Start to finish, reproduce the records below with nothing missing.

Point-per-instance localization data =
------------------------------
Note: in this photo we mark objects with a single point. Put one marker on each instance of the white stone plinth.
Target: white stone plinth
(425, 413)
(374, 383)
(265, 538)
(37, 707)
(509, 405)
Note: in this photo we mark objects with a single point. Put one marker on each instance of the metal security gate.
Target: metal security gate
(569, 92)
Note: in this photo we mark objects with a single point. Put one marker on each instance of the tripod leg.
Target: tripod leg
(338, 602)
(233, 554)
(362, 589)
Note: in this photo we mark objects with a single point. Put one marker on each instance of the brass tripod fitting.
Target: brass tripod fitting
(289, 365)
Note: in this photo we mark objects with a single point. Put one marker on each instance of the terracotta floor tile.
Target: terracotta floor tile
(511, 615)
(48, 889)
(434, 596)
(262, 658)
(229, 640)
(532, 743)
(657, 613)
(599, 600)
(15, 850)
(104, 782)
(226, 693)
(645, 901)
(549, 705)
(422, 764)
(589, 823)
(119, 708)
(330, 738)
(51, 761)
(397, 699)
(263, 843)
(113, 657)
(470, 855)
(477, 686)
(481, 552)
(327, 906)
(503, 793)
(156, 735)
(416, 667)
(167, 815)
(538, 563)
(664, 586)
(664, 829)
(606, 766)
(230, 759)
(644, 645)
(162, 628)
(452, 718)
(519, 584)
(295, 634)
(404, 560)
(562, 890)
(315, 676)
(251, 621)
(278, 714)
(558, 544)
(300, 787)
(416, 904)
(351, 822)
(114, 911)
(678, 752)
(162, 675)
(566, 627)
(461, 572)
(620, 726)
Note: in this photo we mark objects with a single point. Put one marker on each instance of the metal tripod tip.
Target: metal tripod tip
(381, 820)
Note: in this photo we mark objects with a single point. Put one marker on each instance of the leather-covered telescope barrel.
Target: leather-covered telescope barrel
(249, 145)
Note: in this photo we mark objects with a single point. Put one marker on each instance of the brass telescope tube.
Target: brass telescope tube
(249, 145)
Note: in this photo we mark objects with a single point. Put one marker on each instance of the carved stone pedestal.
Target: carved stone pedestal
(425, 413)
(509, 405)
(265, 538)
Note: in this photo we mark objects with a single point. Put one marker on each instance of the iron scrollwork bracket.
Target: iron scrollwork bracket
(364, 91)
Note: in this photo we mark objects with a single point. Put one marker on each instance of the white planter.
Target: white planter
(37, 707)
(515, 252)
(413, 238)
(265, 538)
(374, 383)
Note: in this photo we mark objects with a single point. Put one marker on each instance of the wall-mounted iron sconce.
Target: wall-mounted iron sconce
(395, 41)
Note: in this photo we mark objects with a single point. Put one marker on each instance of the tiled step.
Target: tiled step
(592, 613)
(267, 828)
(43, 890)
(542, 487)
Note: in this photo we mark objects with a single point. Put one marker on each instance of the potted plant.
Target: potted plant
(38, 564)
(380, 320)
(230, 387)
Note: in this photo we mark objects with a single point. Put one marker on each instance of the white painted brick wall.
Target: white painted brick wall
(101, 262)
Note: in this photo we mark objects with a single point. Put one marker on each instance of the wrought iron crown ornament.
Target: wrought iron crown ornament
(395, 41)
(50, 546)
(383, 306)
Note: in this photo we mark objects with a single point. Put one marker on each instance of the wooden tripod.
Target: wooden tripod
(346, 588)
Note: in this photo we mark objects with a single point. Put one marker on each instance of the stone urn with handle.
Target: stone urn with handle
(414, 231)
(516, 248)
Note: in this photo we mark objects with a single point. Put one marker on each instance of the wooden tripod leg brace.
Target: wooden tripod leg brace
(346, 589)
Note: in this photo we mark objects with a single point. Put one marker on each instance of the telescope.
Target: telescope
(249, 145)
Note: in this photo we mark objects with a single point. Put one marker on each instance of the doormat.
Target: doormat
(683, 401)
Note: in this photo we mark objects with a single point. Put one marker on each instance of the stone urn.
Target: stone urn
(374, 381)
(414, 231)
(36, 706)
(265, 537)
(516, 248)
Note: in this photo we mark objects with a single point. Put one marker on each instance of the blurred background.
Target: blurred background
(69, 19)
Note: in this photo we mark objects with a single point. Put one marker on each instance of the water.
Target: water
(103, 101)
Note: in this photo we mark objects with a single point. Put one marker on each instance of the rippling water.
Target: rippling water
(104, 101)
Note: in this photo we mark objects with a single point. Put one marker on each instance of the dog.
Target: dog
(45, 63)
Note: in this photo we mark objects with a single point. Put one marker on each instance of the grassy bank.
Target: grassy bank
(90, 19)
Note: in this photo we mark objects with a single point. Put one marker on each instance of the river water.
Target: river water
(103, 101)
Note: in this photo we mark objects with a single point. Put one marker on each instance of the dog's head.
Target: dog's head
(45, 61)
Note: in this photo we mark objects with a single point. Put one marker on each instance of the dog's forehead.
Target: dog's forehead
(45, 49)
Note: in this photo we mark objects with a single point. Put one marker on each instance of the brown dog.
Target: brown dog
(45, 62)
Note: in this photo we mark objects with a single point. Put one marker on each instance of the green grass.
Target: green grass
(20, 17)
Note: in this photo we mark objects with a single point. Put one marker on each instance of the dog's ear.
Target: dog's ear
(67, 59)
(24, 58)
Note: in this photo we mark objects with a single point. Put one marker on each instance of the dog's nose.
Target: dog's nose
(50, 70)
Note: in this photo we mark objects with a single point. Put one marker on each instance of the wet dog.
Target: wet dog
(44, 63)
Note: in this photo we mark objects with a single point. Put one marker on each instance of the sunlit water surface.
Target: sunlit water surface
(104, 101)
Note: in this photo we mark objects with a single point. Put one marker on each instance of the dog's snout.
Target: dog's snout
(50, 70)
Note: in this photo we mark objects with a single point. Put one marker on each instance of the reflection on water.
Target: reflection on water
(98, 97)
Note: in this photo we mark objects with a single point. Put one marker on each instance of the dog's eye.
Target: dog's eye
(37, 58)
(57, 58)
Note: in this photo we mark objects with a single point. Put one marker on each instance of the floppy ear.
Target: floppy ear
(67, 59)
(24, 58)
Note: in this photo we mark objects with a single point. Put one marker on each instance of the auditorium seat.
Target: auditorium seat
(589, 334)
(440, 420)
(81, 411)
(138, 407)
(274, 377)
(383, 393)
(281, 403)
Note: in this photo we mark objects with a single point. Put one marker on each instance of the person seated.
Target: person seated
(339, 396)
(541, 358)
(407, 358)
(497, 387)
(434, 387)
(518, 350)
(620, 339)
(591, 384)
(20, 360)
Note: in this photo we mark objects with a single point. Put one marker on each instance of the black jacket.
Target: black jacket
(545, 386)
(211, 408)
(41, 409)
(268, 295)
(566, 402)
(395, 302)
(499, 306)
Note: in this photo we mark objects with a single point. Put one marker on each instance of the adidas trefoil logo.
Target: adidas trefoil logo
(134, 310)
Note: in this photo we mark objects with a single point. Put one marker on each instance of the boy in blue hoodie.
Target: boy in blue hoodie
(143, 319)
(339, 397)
------------------------------
WRITTEN SOLUTION =
Note: in this photo we mark objects with a single point. Put one marker on each instance of the white stone plinth.
Target: white stone plinth
(425, 413)
(374, 383)
(265, 538)
(37, 707)
(509, 405)
Note: in this photo we mark objects with a single point. Put one marker on each instance of the metal security gate.
Target: metal security gate
(569, 92)
Note: in this photo we mark objects with a single point. Put one marker on each instance of the tripod leg.
Target: tripod leg
(338, 602)
(233, 554)
(362, 589)
Note: in this photo we mark objects with a single point. Put one marker on each instance of the brass tripod fitting.
Target: brass tripod fitting
(289, 365)
Note: in this photo we mark objects with a single point. Put one marker on each instance of the terracotta floor tile.
Target: terracotta floor tile
(511, 615)
(48, 889)
(434, 596)
(262, 658)
(229, 640)
(532, 743)
(657, 613)
(599, 600)
(15, 850)
(104, 782)
(226, 693)
(645, 901)
(549, 705)
(422, 764)
(589, 823)
(119, 708)
(330, 738)
(51, 761)
(397, 699)
(263, 843)
(113, 657)
(470, 855)
(477, 686)
(481, 552)
(327, 906)
(503, 793)
(156, 735)
(416, 667)
(167, 815)
(538, 563)
(664, 586)
(664, 829)
(606, 766)
(230, 759)
(644, 645)
(162, 628)
(452, 718)
(519, 584)
(295, 634)
(404, 560)
(562, 890)
(315, 676)
(251, 621)
(278, 714)
(558, 544)
(300, 787)
(416, 904)
(351, 822)
(114, 911)
(678, 752)
(162, 675)
(566, 627)
(461, 572)
(620, 726)
Note: in this photo we mark objects with a single point. Put one marker on each instance of the metal tripod tip.
Target: metal tripod tip
(381, 820)
Note: in this photo we mark objects with a single point. Put one marker on each instance of the leather-covered telescope barrel.
Target: leather-covered telescope barrel
(249, 145)
Note: in this photo we mark objects with a single point. Put one marker on each instance of the brass telescope tube.
Target: brass telescope tube
(249, 145)
Note: in this photo we mark objects with a single point. Put one marker on each instance of the carved stone pedestal.
Target: carved stone pedestal
(425, 413)
(509, 405)
(265, 538)
Note: in this photo we mark objects with a single point. Put one marker on each instance of the iron scrollwork bracket.
Target: iron scrollwork bracket
(364, 91)
Note: in this photo we mark objects with a single point. Put one marker on each instance of the white planter.
Target: white planter
(37, 707)
(515, 252)
(413, 238)
(265, 538)
(374, 383)
Note: in this photo we mark objects with a single point. Put one marker on each instance of the wall-mounted iron sconce.
Target: wall-mounted iron sconce
(395, 41)
Note: in this photo we mark objects with a single point. Put one marker on each instance of the tiled step.
Target: tiled step
(592, 613)
(267, 828)
(43, 890)
(542, 487)
Note: in this photo we mark objects with a single point. Put one marker on each instance of the potted plant.
Target: potted plant
(38, 564)
(380, 320)
(230, 387)
Note: in this photo we mark objects with a single point. Put one marker on each instance of the white painted brick wall.
Target: white painted brick wall
(101, 262)
Note: in this photo we mark objects with a single point. Put one marker on each instance of the wrought iron crown ornament.
Target: wrought iron crown ornament
(395, 41)
(50, 546)
(383, 306)
Note: in this photo we mark objects with a single point. Put one marker on each instance of the wooden tripod.
Target: wooden tripod
(346, 588)
Note: in this photo we mark objects with a single point. Put one marker on each instance of the stone urn with handle.
Target: stone urn with handle
(414, 231)
(516, 248)
Note: in this photo we mark objects with a single point. Put one marker on each instance of the wooden tripod leg brace.
Target: wooden tripod leg brace
(346, 589)
Note: in this photo we mark objects with a single point. Put one marker on each instance of the telescope.
Target: telescope
(249, 145)
Note: in this photo we mark objects with a single point. Put one marker on each instance of the doormat.
Target: doormat
(683, 401)
Note: in this photo we mark objects with a single point. Put one marker on each instance of the stone urn.
Target: stone urn
(374, 381)
(414, 231)
(36, 706)
(265, 537)
(516, 248)
Note: in this photo we mark objects with a single point. Put one marker on each instance of the blurred background.
Target: blurred background
(69, 19)
Note: in this photo we mark objects with a single point. Put one marker on each instance of the water.
Target: water
(103, 101)
Note: in this photo we mark objects with a single point. Put one marker on each instance of the rippling water.
Target: rippling water
(104, 101)
Note: in this photo we mark objects with a single point. Put one marker on each instance of the dog.
Target: dog
(45, 63)
Note: in this photo we mark objects with a single point. Put one marker on each instance of the grassy bank.
Target: grassy bank
(90, 19)
Note: in this photo we mark objects with a single point. Put one marker on each instance of the river water.
Target: river water
(103, 101)
Note: in this photo we mark objects with a single point. Put one marker on each instance of the dog's head.
Target: dog's head
(45, 61)
Note: in this photo we mark objects with a single point. Put one marker on each instance of the dog's forehead.
Target: dog's forehead
(45, 49)
Note: in this photo we mark objects with a single point. Put one marker on each instance of the brown dog.
Target: brown dog
(45, 62)
Note: in this photo we mark objects with a single point. Put one marker on each instance of the green grass.
Target: green grass
(20, 17)
Note: in this photo we mark objects with a single point. Put one marker on each instance of the dog's ear.
Target: dog's ear
(67, 59)
(24, 58)
Note: in this photo we mark objects with a single point. Put one marker on each instance of the dog's nose.
Target: dog's nose
(50, 70)
Note: in this photo we mark objects with a single point. Put one marker on each instance of the wet dog.
Target: wet dog
(44, 63)
Note: in this photo we mark objects with a single point. Put one marker on each instance of the sunlit water surface.
Target: sunlit water surface
(104, 101)
Note: in this photo we mark objects with a single point. Put one marker on each instance of the dog's snout.
Target: dog's snout
(50, 70)
Note: in this photo we mark objects with a single point. Put one marker on each instance of the reflection on water.
Target: reflection on water
(98, 97)
Note: in this photo we mark objects with a single point. Put one marker on each instance of the dog's eye.
Target: dog's eye
(37, 58)
(57, 58)
Note: in this photo we mark objects with a single point. Put one marker on each instance of the floppy ear.
Target: floppy ear
(67, 59)
(24, 58)
Note: in this photo we mark objects with a single point. Put one marker on each instance of the auditorium seat.
Target: auditorium seat
(589, 334)
(440, 420)
(81, 411)
(138, 407)
(274, 377)
(383, 393)
(281, 403)
Note: in this photo we mark objects with a single point. Put one marker on each instance of the person seated.
Target: person seated
(339, 396)
(541, 358)
(407, 358)
(497, 387)
(434, 387)
(518, 350)
(620, 339)
(591, 384)
(20, 360)
Note: in this photo we mark objects with a single point. Put one marker on each instance of the black jacket.
Target: black jacket
(545, 386)
(211, 408)
(41, 409)
(268, 295)
(566, 402)
(395, 302)
(499, 306)
Note: in this photo we mark objects with a single point. Put one marker on each instance of the adidas trefoil logo.
Target: adidas trefoil logo
(134, 310)
Note: in this photo we mark objects with a single point. Put one marker on each instance of the boy in blue hoodie.
Target: boy in blue hoodie
(143, 319)
(339, 397)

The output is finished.